> [Set task A]: Please decide whether each statement below agrees with the court opinion excerpt, answering yes or no and quoting the words that decide it: (i) the district court's order refusing to withdraw the reference was found appealable; (ii) the USWA began its adversary proceeding in the bankruptcy court on January 16, 1987; (iii) the PBGC stayed out of the USWA's proceeding.
> [Set task B]: Using the court opinion excerpt, answer these on separate lines: (i) Under what statutory provision was withdrawal of the reference refused? (ii) Which bankruptcy judge is handling the LTV reorganization? (iii) On what date did District Judge Owen approve the PBGC's termination of the two pension plans?

Motion for an injunction staying a bankruptcy court order approving a debtors' application for authorization to enter into a labor agreement pending an appeal from an independent order of the United States District Court for the Southern District of New York (John F. Keenan, Judge) refusing to withdraw reference under 28 U.S.C. § 157(d) (1982) of an adversary proceeding to the bankruptcy court. A cross-motion to dismiss the appeal has been made. The motion for stay is dismissed and the cross-motion for dismissal of the appeal is granted because the district court's order is not appealable.

Winter and Mahoney, Circuit Judges, and Stewart,*fn* District Judge.

Author: Winter

WINTER, Circuit Judge:

This motion and cross-motion are part of the ongoing reorganization of the LTV Corporation ("LTV") before Bankruptcy Judge Lifland in the Southern District of New York. The issue before us is whether an appeal may be taken from a district court order denying a motion to withdraw the reference of an adversary proceeding to the bankruptcy court. We hold that: (1) the district court's order was not a final order so as to be appealable, and (2) the order was not appealable under the collateral order exception to the final judgment rule.

We briefly summarize the relevant facts. On January 12, 1987, District Judge Owen approved the Pension Benefit Guaranty Corporation's ("PBGC") involuntary termination of two underfunded pension plans established by the LTV Steel Company ("LTV Steel"), a subsidiary of LTV.*fn1 On January 16, 1987, the United Steelworkers of America ("USWA") initiated an adversary proceeding in the bankruptcy court. The USWA sought payment of pension benefits provided by its collective bargaining agreements with LTV Steel but not guaranteed by PBGC. The PBGC intervened in that proceeding.

> [Extracted records]:
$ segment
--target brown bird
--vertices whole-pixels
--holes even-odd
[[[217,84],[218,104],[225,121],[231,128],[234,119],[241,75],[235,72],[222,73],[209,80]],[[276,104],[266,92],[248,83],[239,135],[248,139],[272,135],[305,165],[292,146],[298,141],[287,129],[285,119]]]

> [Complete answer A]:
(i) No: "the cross-motion for dismissal of the appeal is granted because the district court's order is not appealable"
(ii) Yes: "On January 16, 1987" and "initiated an adversary proceeding in the bankruptcy court"
(iii) No: "The PBGC intervened in that proceeding."

> [Complete answer B]:
(i) 28 U.S.C. § 157(d) (1982)
(ii) Bankruptcy Judge Lifland
(iii) January 12, 1987